Desafios:
1 - Apresente em CSV de duas colunas, entrada e saida, os registros que começam na linha com "the fog light" e seguem até o fim dos registros, com uma linha por par de entrada e saída. Coloque cada campo entre aspas e troque as quebras de linha por espaços.
2 - Prossiga o texto sobre a cadeia produtiva do couro bovino no Brasil a partir do ponto em que ele termina.

Documento:
▼

POR
FÁTIMA COSTA
Dono
de um dos maiores rebanhos comerciais do mundo, com cerca
de 195 milhões de cabeças de gado, o que corresponde
a 16% do total mundial, o Brasil também já é,
desde 2003, o maior exportador em volume de carne bovina.
No total, foram mais de 1,1 milhão de toneladas. Mas,
além da carne os números favorecem um outro
setor da cadeia: o do couro bovino.
Hoje, a cadeia produtiva do couro é um dos grandes
motores da economia brasileira e vem, ao poucos, promovendo
o País pelo mundo afora. Atualmente, a atividade movimenta
mais de US$ 50 bilhões por ano, reúne sete mil
indústrias, emprega mais de 500 mil pessoas e embarcou
aproximadamente US$ 4 bilhões no ano de 2003, segundo
dados da CICB - Centro das Indústrias de Curtumes do
Brasil.

▲

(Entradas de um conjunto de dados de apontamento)
▼

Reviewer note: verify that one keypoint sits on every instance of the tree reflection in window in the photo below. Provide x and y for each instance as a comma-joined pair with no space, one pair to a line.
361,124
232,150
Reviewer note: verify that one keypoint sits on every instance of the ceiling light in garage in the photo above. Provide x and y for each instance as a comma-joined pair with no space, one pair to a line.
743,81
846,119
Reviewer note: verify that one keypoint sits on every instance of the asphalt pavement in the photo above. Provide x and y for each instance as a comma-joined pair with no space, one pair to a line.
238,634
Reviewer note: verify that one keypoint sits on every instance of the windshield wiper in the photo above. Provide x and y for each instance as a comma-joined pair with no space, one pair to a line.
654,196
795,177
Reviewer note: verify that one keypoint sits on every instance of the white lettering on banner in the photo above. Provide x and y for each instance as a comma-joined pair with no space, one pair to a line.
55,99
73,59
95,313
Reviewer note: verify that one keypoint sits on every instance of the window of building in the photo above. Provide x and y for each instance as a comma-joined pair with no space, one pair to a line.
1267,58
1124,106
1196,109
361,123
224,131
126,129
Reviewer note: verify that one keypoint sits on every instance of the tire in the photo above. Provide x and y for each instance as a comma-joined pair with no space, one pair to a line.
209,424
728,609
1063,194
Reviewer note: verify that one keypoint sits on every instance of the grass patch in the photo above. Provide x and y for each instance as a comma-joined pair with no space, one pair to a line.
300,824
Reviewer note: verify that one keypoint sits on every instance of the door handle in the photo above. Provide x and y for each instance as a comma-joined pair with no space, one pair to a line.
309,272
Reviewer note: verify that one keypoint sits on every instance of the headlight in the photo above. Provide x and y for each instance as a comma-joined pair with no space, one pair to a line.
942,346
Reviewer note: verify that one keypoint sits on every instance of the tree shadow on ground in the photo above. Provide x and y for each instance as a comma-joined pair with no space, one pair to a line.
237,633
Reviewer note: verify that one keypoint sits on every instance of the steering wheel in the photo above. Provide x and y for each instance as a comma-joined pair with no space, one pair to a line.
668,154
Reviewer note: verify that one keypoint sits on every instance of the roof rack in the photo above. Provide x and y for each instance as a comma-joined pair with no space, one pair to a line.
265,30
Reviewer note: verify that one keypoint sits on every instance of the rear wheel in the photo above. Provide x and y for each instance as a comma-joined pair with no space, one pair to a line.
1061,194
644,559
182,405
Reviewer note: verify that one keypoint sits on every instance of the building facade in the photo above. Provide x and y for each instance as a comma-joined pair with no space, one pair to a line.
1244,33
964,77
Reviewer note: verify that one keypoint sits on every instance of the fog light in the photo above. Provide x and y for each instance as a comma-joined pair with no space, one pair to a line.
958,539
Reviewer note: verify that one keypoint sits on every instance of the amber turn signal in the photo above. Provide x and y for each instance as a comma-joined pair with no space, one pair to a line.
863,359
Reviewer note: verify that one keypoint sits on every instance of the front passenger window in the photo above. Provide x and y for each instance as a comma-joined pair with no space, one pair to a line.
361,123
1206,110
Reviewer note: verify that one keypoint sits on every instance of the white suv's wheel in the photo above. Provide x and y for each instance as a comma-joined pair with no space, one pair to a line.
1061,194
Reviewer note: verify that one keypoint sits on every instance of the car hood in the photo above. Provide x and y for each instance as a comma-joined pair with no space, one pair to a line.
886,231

▲

Os resultados:
1 -
entrada,saida
"Reviewer note: verify that one keypoint sits on every instance of the fog light in the photo above. Provide x and y for each instance as a comma-joined pair with no space, one pair to a line.","958,539"
"Reviewer note: verify that one keypoint sits on every instance of the amber turn signal in the photo above. Provide x and y for each instance as a comma-joined pair with no space, one pair to a line.","863,359"
"Reviewer note: verify that one keypoint sits on every instance of the front passenger window in the photo above. Provide x and y for each instance as a comma-joined pair with no space, one pair to a line.","361,123 1206,110"
"Reviewer note: verify that one keypoint sits on every instance of the white suv's wheel in the photo above. Provide x and y for each instance as a comma-joined pair with no space, one pair to a line.","1061,194"
"Reviewer note: verify that one keypoint sits on every instance of the car hood in the photo above. Provide x and y for each instance as a comma-joined pair with no space, one pair to a line.","886,231"

2 -
No contexto geral, o País apresenta enormes vantagens
competitivas para o mercado internacional. Uma delas, é
a abundante oferta de matéria-prima que fez o Brasil
conseguir o status de ser o segundo maior produtor de couro
do mundo, com 39 milhões de peças por ano. Além
disso, a mão-de-obra é uma das mais qualificadas
do mundo. "A cadeia produtiva gerou um superávit
de 3,8 bilhões de dólares em 2004, o que representou
11,5% de todo o superávit da balança comercial
brasileira e o setor tem ainda potencial para exportar dez
bilhões de dólares e gerar 650 mil novos empregos",
explica o presidente do Centro das Indústrias de Curtumes
do Brasil (CICB), Amadeu Pedrosa Fernandes.
"O couro é uma matéria-prima que tem inúmeras
aplicações e há um grande mercado para
ser explorado. Além dos produtos que já conhecemos
e que são destinados para a indústria da moda,
vestuário, automóveis, aeronáutica, outro
mercado vem sendo abastecido pelo couro: é o caso da
indústria alimentícia, na produção
de gelatina, e do pet food, na produção de ração",
diz o presidente.
No ano passado, por exemplo, as vendas da indústria
de curtumes no mercado externo foram de 1,4 bilhão
de dólares. O volume embarcado somou 27 milhões
de unidades. Do total disponível de 39 milhões
de peças, cerca de 12 milhões de couros de alto
valor agregado foram destinados ao mercado interno - para
a indústria calçadista, de estofado e de artefatos
- movimentando ao redor de 4,5 bilhões de reais.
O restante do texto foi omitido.